- _Written request_
Print every one of the lines below again, word for word and unchanged.

- _Available data_
________________________

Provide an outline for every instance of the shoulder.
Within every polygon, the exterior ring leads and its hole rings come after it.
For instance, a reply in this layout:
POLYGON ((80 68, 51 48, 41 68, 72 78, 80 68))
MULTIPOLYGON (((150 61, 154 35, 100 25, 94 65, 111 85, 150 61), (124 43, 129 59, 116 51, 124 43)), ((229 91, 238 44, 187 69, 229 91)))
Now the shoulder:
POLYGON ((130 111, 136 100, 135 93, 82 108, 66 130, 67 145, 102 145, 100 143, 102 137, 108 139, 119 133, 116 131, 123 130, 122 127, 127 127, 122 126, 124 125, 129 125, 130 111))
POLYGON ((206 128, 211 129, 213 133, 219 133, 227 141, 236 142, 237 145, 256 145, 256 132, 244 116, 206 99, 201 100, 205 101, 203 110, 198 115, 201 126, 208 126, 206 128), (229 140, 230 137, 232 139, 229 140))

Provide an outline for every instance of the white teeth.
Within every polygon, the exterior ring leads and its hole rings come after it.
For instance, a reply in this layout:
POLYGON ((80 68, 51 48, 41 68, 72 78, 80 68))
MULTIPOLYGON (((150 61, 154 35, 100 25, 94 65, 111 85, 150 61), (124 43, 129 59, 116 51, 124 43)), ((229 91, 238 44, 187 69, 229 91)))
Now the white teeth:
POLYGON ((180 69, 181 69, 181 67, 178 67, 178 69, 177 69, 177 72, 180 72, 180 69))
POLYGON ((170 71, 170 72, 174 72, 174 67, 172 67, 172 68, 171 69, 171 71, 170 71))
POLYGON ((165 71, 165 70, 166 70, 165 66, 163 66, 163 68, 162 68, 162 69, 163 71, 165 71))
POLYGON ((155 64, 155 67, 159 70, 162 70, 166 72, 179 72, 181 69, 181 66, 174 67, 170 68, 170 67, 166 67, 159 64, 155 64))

________________________

- _Complete output_
Provide an outline for every instance of the shoulder.
Within every polygon, the exterior ring leads and its hole rings come after it.
For instance, a reply in this layout:
POLYGON ((80 68, 51 48, 41 68, 72 78, 80 68))
MULTIPOLYGON (((150 61, 154 35, 100 25, 94 65, 111 85, 150 61), (124 43, 129 59, 116 51, 124 43)), ((229 91, 238 44, 187 69, 229 91)))
Now the shoulder:
POLYGON ((130 111, 136 100, 135 93, 82 108, 66 130, 67 145, 102 145, 100 143, 102 137, 108 139, 119 133, 116 131, 123 130, 122 127, 127 127, 122 126, 124 125, 129 125, 130 111))
POLYGON ((206 128, 211 129, 213 133, 219 133, 227 141, 236 142, 237 145, 256 145, 256 132, 244 116, 206 99, 201 100, 205 101, 203 110, 198 115, 201 126, 208 126, 206 128), (229 140, 230 137, 232 139, 229 140))

Provide an outline for every instance of the white teeth.
Within every polygon, the exterior ring leads and its hole rings come after it.
For instance, a reply in this layout:
POLYGON ((80 68, 51 48, 41 68, 72 78, 80 68))
MULTIPOLYGON (((150 61, 154 35, 100 25, 94 65, 111 85, 150 61), (124 43, 129 59, 116 51, 124 43)), ((229 91, 238 44, 187 69, 229 91)))
Now the white teeth:
POLYGON ((180 69, 181 69, 181 67, 178 67, 178 69, 177 69, 177 72, 180 72, 180 69))
POLYGON ((170 71, 170 72, 174 72, 174 67, 172 67, 172 68, 171 69, 171 71, 170 71))
POLYGON ((165 71, 165 70, 166 70, 165 66, 163 66, 163 68, 162 68, 162 69, 163 71, 165 71))
POLYGON ((155 64, 155 67, 159 70, 162 70, 166 72, 179 72, 181 69, 181 66, 174 67, 170 68, 170 67, 166 67, 159 64, 155 64))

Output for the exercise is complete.